### EXERCISE PROMPT
Render the items below as a numbered list, omitting blank lines, starting at the line that contains "Where can you see the blurred person" and ending with the last of the items.

### DATA FOR PROCESSING
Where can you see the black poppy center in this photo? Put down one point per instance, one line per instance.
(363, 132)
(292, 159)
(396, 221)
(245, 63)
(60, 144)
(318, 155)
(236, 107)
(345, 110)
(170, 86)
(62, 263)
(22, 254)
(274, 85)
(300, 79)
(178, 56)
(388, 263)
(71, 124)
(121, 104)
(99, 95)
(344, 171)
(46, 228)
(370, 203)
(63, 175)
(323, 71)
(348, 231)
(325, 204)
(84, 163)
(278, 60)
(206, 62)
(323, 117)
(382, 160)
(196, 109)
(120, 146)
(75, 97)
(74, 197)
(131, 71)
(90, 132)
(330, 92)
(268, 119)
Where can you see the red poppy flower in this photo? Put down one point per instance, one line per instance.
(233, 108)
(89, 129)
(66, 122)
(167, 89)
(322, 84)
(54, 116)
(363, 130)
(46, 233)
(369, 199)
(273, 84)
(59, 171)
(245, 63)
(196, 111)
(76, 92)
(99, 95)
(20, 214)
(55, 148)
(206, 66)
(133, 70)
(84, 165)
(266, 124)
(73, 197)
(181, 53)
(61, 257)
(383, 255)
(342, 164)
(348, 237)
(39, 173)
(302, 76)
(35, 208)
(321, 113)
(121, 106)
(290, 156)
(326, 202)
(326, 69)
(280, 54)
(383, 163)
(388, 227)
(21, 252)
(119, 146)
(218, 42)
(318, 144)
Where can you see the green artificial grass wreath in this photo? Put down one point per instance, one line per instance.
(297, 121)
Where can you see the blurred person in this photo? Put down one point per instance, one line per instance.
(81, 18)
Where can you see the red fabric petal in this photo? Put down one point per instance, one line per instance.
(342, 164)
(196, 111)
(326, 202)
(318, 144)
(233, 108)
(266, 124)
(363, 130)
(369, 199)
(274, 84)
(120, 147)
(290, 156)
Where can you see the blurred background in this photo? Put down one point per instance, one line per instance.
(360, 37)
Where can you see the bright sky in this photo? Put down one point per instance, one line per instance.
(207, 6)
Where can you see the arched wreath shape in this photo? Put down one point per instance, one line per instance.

### THE COMPLETED TASK
1. Where can you see the blurred person in this photo? Put down one point per instance, one line per instance.
2. (81, 18)
3. Where can you see the red fabric petal in this photo? Put down one point per instance, one line per instance.
4. (342, 164)
5. (196, 111)
6. (326, 202)
7. (318, 144)
8. (233, 108)
9. (266, 124)
10. (363, 130)
11. (369, 199)
12. (274, 84)
13. (120, 147)
14. (290, 156)
15. Where can you see the blurred background in this photo? Put down one point per instance, one line per instance.
16. (360, 37)
17. Where can you see the bright sky in this photo? Put down one point per instance, one line per instance.
18. (207, 6)
19. Where can you see the arched wreath shape in this photo? Put down one point per instance, one line per instance.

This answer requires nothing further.